**WORK INSTRUCTIONS**
Swap "instance" for "occurrence" everywhere it occurs in the lines from the start of the records through the line containing "[(78, 250)]", and change nothing else. Return only those lines, without the pictures.

**DATA FOR THIS EXERCISE**
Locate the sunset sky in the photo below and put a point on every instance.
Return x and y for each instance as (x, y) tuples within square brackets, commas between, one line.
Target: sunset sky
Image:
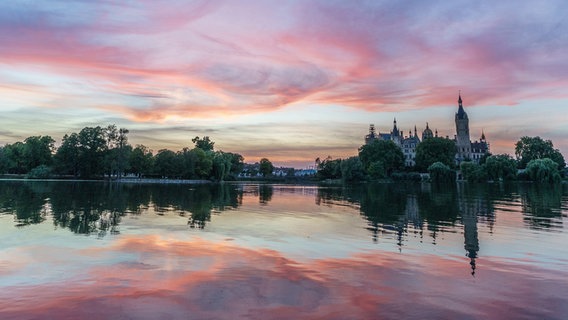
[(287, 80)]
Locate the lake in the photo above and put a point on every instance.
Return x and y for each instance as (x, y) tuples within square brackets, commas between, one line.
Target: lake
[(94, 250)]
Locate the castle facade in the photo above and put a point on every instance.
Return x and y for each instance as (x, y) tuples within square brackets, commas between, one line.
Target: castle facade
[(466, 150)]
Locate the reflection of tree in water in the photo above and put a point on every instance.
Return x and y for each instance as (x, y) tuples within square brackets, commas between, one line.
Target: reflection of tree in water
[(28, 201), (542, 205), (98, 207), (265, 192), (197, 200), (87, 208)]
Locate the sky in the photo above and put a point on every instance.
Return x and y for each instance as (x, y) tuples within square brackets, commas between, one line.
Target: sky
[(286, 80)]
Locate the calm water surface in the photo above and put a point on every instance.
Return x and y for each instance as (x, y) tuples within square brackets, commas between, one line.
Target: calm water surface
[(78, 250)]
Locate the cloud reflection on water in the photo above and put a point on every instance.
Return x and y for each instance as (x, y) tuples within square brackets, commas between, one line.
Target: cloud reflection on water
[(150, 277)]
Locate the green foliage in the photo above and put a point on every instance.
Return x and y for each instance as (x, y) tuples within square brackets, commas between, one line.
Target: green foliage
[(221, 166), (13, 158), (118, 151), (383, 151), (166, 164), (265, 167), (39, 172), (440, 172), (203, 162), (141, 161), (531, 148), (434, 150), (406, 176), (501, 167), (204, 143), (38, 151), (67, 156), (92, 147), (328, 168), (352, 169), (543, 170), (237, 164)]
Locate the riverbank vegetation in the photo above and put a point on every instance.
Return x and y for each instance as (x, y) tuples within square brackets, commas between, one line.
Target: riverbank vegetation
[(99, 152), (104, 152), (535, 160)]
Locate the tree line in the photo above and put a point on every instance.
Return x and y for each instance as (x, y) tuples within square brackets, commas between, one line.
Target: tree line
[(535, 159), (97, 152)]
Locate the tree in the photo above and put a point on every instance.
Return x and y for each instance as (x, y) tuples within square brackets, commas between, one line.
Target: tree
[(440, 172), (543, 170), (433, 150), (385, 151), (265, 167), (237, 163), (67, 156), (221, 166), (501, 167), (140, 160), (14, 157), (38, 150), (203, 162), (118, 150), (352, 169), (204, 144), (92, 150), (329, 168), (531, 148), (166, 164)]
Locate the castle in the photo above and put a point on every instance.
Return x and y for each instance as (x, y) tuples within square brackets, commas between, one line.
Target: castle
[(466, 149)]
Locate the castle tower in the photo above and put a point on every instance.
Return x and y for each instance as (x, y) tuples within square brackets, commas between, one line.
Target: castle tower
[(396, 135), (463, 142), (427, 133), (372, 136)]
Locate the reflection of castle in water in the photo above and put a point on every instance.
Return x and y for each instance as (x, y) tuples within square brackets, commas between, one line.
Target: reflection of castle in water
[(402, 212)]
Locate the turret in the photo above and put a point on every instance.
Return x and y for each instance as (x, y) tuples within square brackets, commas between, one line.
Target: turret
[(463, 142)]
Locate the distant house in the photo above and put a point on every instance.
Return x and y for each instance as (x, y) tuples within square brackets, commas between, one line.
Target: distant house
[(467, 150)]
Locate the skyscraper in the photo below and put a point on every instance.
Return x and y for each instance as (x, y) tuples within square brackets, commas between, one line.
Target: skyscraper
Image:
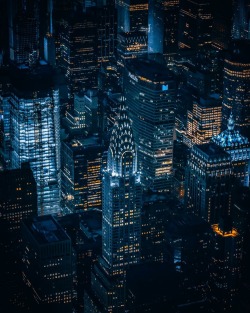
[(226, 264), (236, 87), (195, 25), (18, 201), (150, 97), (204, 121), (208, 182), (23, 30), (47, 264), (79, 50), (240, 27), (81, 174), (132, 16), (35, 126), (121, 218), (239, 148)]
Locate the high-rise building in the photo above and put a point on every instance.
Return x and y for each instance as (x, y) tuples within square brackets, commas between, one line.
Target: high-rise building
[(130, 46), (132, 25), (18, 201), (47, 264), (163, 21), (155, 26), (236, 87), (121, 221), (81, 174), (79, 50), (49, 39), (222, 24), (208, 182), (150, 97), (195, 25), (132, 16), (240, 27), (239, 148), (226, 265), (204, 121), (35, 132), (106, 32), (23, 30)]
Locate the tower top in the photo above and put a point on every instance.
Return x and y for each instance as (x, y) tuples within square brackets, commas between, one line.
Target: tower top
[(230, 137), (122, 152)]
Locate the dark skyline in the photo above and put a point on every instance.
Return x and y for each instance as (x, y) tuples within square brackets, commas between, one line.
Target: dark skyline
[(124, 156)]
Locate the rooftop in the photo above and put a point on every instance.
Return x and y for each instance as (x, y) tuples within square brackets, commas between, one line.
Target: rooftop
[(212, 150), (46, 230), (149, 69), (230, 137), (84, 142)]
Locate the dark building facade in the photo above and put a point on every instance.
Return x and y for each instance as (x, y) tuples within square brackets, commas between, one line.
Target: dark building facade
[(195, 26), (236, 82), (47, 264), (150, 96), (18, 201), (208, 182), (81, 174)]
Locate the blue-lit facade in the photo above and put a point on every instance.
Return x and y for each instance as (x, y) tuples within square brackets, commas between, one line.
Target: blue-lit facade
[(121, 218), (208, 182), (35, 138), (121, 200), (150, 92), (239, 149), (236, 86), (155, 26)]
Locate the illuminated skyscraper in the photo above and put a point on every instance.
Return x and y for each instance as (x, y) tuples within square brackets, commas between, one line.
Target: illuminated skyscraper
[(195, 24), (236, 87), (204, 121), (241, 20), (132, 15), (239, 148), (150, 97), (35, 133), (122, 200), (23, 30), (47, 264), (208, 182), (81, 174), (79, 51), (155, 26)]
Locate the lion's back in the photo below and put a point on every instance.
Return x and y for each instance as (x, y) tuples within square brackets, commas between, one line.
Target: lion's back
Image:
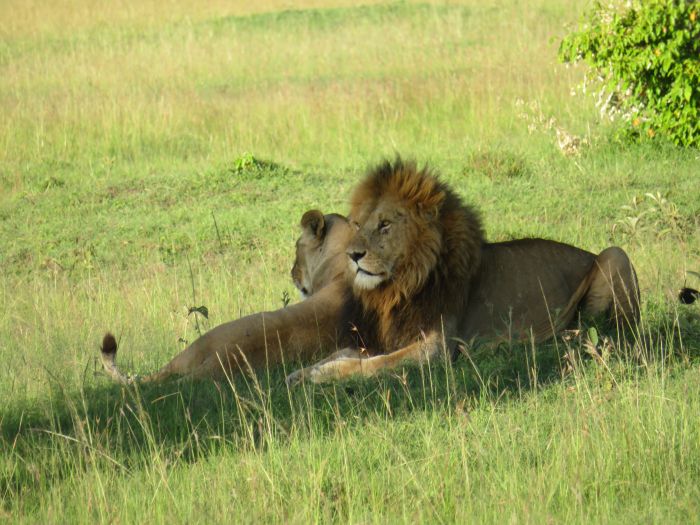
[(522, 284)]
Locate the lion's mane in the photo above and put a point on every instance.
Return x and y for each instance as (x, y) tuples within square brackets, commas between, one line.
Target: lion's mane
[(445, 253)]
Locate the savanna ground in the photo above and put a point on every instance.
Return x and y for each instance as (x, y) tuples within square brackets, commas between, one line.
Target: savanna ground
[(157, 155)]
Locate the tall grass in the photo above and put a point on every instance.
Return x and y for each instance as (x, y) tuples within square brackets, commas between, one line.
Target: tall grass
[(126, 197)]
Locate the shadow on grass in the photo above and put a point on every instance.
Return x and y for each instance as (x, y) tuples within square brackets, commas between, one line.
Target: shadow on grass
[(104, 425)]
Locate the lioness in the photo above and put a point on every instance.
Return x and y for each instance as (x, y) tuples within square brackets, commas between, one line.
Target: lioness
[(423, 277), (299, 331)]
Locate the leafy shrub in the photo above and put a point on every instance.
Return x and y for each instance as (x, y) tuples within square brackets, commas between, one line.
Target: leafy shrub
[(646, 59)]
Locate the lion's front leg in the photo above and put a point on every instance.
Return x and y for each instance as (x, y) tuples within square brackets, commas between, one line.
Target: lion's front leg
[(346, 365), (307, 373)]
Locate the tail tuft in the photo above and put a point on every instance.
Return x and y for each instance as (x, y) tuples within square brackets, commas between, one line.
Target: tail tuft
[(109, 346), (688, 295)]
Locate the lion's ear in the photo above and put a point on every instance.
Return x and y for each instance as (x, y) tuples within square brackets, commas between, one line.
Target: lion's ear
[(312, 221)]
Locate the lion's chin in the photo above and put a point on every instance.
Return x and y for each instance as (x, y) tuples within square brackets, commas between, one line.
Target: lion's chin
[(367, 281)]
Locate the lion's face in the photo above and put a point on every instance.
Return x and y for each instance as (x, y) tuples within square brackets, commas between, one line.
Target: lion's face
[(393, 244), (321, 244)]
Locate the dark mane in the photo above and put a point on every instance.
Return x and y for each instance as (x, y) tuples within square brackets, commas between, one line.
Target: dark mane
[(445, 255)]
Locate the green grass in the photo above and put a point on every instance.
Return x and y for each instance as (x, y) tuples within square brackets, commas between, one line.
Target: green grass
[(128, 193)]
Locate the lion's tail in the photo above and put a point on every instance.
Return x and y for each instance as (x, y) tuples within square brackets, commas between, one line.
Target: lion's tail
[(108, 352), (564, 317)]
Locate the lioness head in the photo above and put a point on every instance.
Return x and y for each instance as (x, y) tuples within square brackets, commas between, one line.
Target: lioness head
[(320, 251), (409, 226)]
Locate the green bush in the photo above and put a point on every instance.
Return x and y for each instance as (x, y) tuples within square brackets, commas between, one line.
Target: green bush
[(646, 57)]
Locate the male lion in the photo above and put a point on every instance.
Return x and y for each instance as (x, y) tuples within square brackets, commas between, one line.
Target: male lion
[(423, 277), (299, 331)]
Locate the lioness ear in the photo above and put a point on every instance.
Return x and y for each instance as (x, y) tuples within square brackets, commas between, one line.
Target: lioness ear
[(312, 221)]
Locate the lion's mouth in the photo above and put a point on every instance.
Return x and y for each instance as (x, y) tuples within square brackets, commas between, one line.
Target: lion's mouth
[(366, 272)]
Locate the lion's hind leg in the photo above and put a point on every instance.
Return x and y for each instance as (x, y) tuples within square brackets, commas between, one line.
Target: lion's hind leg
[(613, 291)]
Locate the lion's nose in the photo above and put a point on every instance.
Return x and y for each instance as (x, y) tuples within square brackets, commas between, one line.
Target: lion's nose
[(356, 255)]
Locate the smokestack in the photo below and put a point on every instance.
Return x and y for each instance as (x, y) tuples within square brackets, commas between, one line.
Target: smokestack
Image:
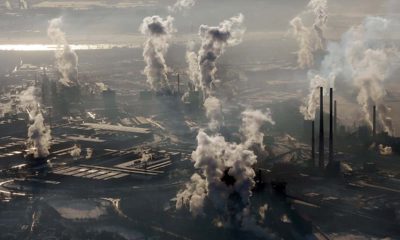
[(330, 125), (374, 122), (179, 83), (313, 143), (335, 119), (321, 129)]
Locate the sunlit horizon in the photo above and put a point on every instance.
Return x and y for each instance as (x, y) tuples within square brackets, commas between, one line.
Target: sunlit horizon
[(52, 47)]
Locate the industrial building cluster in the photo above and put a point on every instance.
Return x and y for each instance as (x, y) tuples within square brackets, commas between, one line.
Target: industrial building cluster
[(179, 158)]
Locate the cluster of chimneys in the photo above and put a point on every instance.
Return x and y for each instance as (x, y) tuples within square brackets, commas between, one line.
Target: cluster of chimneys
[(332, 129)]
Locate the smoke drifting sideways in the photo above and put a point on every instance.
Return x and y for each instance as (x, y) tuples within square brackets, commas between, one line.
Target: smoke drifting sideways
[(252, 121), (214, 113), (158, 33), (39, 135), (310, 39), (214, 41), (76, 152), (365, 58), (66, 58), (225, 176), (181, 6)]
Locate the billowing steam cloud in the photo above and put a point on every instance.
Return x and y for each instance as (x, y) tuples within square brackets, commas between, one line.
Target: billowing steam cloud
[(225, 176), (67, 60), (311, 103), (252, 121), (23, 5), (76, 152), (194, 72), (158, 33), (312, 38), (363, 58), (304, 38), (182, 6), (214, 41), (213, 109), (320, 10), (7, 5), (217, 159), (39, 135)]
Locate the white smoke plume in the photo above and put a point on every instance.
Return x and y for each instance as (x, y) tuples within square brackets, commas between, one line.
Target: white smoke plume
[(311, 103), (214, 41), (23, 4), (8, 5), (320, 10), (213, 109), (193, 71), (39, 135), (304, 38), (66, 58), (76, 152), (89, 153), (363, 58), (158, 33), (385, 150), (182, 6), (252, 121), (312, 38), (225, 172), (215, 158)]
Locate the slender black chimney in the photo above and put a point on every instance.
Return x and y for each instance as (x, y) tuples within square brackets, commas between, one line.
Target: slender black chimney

**EXERCISE ANSWER**
Locate the sunset sky in the photo below and put a point on every occurrence.
Return x and y for each occurrence as (x, y) tuples within square brackets, commas between, one line.
Target: sunset sky
Image:
[(287, 80)]
Locate the lake in the photo above and put a point on every occurrence.
Return x and y for each occurrence as (x, y) tuples within square brackets, commas between, one line.
Target: lake
[(94, 250)]
Locate the castle facade in the photo above and put a point on every occurrence.
Return x and y for each occurrence as (x, y) tuples within square brackets, commas between, one line.
Target: castle facade
[(466, 150)]
Locate the reflection of tree in water in the photo above and put a point on every occurrence.
Return x and y for each occurrence as (x, y) tuples within square brackets, commas between, one line.
Target: reflection of tree in water
[(28, 201), (542, 205), (98, 207), (265, 192), (197, 200), (87, 208)]
Locate the sky in the photo above and put a point on every occurrence.
Return x and y for each occurrence as (x, y) tuples within square brackets, commas between, one line.
Target: sky
[(286, 80)]
Locate the calm water surface in the photo above and put a point on every occurrence.
Return x and y for each occurrence as (x, y) tuples within square brackets, commas between, one line.
Target: calm water surface
[(78, 250)]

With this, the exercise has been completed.